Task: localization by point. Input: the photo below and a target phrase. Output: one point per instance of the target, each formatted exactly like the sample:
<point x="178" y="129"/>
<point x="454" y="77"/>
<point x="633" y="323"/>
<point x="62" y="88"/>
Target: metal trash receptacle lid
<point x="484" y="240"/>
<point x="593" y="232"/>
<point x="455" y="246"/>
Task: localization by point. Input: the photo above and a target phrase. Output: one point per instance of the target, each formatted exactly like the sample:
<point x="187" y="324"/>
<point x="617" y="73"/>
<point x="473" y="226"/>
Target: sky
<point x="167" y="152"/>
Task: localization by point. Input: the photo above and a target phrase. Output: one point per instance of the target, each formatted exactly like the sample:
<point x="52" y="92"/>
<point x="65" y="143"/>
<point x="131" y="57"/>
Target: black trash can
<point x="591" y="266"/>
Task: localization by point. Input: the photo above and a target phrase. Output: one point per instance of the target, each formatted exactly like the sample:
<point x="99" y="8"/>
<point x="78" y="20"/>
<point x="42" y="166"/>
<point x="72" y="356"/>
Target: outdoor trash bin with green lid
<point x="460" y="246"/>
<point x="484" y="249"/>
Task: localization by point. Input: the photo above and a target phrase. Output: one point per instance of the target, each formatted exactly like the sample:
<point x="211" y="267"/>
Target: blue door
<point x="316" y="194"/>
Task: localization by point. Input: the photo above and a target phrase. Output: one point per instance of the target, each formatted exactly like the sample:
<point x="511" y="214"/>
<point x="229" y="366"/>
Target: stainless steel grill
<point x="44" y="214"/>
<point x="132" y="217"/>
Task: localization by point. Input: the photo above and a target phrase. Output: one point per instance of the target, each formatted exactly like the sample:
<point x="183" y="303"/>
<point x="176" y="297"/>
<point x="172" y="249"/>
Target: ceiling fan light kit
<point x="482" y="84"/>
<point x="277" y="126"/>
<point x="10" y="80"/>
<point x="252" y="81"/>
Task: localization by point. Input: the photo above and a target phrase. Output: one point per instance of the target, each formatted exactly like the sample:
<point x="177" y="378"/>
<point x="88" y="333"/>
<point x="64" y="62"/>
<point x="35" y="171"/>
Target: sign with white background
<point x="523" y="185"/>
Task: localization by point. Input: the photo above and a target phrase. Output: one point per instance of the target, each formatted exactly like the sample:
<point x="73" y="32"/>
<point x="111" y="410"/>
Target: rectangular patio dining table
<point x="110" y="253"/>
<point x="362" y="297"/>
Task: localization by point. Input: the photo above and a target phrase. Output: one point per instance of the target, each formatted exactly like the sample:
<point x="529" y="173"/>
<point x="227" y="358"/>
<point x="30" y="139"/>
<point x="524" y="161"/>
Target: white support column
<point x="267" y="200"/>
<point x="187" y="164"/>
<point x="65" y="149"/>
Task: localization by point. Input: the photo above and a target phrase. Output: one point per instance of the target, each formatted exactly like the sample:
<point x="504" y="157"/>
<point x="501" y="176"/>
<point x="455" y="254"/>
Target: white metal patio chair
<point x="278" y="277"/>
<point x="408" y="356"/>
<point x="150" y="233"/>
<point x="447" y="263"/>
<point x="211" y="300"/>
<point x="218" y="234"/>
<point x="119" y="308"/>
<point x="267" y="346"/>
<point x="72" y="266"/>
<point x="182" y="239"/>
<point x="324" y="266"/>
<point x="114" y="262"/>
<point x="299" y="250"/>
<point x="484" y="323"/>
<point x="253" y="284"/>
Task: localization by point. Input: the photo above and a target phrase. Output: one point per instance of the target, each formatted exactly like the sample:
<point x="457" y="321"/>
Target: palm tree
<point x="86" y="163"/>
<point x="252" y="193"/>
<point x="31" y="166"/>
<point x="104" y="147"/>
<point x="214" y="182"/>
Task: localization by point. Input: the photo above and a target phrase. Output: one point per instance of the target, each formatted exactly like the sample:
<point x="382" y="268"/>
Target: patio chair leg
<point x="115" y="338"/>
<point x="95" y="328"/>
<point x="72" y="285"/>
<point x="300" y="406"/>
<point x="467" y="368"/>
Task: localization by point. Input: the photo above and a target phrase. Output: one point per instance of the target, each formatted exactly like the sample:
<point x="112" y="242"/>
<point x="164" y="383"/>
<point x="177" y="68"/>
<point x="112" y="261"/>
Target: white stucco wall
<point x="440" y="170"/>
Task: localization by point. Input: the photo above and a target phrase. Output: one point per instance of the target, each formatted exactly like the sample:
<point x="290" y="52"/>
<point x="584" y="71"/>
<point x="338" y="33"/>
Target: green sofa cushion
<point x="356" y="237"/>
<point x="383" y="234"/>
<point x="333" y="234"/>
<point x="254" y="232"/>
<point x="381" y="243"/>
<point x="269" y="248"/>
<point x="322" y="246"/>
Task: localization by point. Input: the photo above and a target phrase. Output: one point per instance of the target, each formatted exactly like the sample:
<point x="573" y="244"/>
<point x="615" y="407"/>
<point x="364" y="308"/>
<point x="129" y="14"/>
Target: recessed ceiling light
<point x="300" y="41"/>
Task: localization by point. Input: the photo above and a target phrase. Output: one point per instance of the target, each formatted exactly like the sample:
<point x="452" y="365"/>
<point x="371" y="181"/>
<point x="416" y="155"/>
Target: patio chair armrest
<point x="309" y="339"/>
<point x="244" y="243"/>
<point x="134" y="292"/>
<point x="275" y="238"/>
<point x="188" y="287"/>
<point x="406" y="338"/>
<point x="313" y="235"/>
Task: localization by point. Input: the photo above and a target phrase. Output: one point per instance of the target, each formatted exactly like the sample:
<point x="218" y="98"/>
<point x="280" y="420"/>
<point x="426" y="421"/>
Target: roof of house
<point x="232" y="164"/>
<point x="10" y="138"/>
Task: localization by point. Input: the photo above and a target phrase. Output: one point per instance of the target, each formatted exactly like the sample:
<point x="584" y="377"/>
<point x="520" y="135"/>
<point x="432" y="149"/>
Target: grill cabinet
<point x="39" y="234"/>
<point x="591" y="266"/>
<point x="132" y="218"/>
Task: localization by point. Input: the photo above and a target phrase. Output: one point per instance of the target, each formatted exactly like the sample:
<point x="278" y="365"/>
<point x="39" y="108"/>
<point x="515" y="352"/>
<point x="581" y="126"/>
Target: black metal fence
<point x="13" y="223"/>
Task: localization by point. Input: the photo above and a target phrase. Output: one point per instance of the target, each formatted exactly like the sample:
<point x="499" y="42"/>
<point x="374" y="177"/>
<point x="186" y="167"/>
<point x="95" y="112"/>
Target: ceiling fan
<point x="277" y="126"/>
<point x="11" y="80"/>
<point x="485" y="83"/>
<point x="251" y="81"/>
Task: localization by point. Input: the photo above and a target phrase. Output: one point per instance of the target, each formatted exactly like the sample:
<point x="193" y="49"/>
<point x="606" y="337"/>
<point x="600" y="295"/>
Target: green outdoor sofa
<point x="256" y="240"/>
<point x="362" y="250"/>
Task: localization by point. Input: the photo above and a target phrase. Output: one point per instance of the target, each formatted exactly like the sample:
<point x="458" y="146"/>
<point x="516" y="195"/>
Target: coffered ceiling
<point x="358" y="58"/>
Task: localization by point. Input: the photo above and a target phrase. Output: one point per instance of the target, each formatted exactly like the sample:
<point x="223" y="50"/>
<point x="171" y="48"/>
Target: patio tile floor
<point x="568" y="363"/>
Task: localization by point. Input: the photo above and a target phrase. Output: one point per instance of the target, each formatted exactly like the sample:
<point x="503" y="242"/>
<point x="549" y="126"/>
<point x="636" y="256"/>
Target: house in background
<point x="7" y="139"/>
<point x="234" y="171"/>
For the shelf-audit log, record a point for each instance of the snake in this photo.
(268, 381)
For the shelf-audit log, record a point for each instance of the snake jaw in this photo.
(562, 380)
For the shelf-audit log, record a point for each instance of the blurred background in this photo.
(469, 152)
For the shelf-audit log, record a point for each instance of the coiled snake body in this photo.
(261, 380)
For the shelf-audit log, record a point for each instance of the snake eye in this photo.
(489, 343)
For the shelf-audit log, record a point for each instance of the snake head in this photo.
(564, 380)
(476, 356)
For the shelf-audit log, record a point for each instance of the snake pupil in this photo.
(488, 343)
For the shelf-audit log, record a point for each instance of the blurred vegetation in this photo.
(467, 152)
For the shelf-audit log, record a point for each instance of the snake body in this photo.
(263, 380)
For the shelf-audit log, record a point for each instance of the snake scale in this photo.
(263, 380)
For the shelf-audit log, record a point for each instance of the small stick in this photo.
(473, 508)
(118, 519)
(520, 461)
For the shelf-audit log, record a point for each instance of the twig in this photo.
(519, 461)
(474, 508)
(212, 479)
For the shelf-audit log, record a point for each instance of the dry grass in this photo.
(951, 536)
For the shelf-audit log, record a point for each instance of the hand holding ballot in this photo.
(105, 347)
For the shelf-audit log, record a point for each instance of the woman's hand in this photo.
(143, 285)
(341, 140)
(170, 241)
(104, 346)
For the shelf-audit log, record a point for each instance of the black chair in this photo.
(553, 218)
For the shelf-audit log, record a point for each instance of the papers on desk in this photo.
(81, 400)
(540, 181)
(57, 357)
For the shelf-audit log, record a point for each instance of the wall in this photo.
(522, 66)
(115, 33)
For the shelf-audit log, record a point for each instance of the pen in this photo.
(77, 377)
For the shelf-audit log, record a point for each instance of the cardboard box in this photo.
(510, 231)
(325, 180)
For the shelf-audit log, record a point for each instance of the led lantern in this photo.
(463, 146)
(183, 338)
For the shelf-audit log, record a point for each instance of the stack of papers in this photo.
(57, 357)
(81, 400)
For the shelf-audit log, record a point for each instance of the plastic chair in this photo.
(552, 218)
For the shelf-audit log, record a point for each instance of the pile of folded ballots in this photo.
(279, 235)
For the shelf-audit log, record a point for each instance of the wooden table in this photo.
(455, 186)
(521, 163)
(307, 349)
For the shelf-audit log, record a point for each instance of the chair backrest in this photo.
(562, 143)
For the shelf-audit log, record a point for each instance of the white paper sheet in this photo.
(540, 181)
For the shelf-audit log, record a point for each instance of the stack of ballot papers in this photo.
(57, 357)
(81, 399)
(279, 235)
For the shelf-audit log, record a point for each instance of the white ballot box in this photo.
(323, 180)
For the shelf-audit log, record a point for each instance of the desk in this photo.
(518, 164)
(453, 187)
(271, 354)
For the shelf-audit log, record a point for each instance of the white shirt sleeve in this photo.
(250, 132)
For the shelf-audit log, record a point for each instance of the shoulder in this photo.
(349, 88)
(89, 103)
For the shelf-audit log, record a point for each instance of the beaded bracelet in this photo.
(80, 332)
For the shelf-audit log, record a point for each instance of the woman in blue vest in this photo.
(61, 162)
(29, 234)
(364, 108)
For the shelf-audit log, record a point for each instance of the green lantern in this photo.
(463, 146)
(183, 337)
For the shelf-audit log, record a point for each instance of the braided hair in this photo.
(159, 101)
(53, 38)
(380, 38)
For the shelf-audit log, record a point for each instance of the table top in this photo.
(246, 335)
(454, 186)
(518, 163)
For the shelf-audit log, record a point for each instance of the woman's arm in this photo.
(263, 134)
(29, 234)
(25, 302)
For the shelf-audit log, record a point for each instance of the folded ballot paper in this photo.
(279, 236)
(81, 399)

-----

Problem to solve: Return, without any change, everything from the start of the items down through the line that contains "Target: metal trash receptacle lid", including that line.

Solution:
Task: localization by point. Input: the photo below and a target phrase. Output: one point per instance of the target, each formatted exactly like the sample:
<point x="178" y="129"/>
<point x="454" y="77"/>
<point x="633" y="323"/>
<point x="62" y="88"/>
Target: metal trash receptacle lid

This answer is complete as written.